> Extrait
Oui, une partie de la population marseillaise souffre. Elle se meurt dans ses quartiers que l'on appellent, fort injustement, les "quartiers nord".
Philippe Pujol le martèle dans ses interviews : Marseille n'est pas Paris. Les cités font partie intégrante de la ville et elles s'étendent du sud au nord. Nous avons toujours vécu les uns avec les autres. Mais plus le temps passe et plus des fossés (économique, culturel, éducation, logement...) se creusent entre les Marseillais.

On ne peut pas parler non plus de Mafia à Marseille : c'est un des nombreux clichés qui court sur la ville. Et puis ça fait des titres "sensationels" dans les journaux !!! Nous ne sommes pas en Italie où l'Etat est complètement défaillant. Dans cette ville, nous avons des élus qui gouvernent à leur façon. Les voyous n'ont jamais essayé de torpiller les politiciens et s'approprier le pouvoir. Philippe Pujol parle plutôt de pègre marseillaise. Celle-ci a évolué dans le temps. Dans les années 70, c'était la French Connection avec comme acteurs : Gaëtan Zampa, Francis le Belge, le juge Michel qui sera assassiné en plein rue, sur sa moto, devant le palais de justice (voir les films French Connection de William Friedkin avec Gene Hackman- 1971, La French de Cédric Jimenez avec Jean Dujardin et Philippe Lellouche- 2014)... : les voyous Marseillais fournissaient l'Amérique en héroïne de premier choix. Aujourd'hui, la pègre a laissé le marché du shit aux cités et elle s'est tournée vers la gestion en sous main (ou le racket) des restaurants, bars PMU (machines à sous, BINGO), boîtes de nuit, la prostitution... La pègre corse tient les mêmes trafics à Aix en Provence.

Qu''est ce qui fait alors la différence entre Marseille et d'autres villes en France, qui arrivent à s'en sortir ? Une ville qu'il y'a encore 30-40 ans était dynamique avec un port florissant (le 2ème en Europe, aujourd'hui 7ème), des Marseillais qui avaient un niveau de vie correcte, avec du travail.

> Détails de l'exercice
D'après l'extrait sur Marseille, indiquez ce que les voyous marseillais fournissaient à l'Amérique dans les années 70.

> Jeu de données
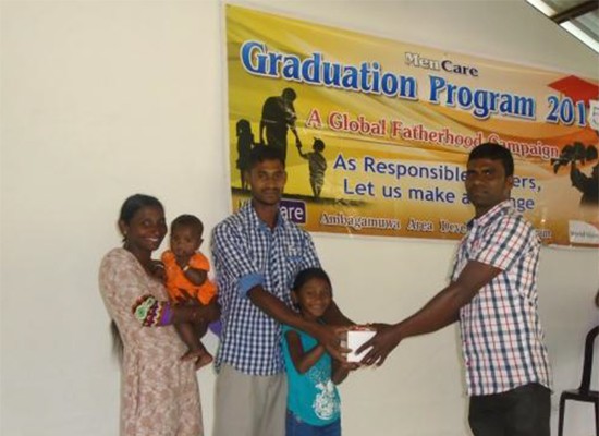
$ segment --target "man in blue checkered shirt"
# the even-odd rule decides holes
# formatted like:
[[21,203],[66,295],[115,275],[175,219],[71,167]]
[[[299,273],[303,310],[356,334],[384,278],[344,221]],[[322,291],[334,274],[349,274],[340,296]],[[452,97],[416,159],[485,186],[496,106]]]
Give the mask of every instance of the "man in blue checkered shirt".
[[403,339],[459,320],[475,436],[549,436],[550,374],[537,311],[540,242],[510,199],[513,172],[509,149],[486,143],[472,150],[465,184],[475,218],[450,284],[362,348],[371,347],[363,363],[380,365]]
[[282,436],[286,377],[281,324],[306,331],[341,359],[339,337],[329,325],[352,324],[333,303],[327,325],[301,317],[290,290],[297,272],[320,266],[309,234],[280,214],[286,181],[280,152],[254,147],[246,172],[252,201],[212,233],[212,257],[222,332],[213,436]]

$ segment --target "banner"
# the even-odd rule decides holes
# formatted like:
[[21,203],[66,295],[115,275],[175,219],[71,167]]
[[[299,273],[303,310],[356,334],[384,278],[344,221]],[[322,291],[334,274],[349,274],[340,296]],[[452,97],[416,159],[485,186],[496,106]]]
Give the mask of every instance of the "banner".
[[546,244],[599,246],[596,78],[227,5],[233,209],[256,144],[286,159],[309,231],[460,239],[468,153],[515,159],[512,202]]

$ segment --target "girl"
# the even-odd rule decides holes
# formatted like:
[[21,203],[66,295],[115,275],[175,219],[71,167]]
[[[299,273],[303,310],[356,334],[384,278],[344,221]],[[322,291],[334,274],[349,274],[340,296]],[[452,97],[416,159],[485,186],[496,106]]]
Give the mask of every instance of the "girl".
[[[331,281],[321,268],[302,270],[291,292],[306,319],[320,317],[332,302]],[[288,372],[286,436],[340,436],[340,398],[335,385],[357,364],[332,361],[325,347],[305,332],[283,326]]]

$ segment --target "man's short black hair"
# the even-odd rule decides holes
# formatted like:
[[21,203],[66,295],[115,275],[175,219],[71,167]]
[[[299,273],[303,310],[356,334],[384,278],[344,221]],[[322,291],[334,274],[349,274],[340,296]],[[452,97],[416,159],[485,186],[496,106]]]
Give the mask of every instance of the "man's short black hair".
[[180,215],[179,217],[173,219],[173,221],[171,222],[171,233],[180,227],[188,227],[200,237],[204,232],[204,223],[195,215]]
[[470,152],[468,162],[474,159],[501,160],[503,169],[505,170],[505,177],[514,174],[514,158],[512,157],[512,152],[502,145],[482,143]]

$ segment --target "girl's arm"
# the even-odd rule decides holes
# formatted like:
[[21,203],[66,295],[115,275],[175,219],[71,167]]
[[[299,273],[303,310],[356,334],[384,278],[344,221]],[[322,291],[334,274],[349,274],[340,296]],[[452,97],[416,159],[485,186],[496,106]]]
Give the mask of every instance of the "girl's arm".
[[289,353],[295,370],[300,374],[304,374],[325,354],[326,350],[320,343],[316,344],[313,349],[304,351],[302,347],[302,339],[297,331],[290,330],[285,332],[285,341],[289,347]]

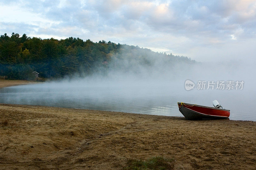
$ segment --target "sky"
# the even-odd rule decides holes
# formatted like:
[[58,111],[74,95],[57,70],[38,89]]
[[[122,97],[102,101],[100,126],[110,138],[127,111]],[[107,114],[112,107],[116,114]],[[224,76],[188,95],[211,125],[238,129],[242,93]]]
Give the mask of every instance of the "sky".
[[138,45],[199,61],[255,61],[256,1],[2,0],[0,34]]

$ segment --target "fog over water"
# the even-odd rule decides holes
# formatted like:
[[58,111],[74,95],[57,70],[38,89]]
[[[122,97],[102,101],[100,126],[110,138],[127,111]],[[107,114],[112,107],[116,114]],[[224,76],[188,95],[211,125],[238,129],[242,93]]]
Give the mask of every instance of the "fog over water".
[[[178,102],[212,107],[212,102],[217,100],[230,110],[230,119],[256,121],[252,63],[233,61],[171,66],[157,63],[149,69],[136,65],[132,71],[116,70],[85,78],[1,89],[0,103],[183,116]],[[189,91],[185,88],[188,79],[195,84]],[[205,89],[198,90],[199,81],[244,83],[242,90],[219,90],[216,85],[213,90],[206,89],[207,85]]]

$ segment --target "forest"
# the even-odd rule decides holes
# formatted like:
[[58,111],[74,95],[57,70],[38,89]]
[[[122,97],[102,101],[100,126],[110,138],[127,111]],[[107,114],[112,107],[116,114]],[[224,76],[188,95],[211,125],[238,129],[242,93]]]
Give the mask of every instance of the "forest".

> Réponse attendue
De l'héroïne de premier choix.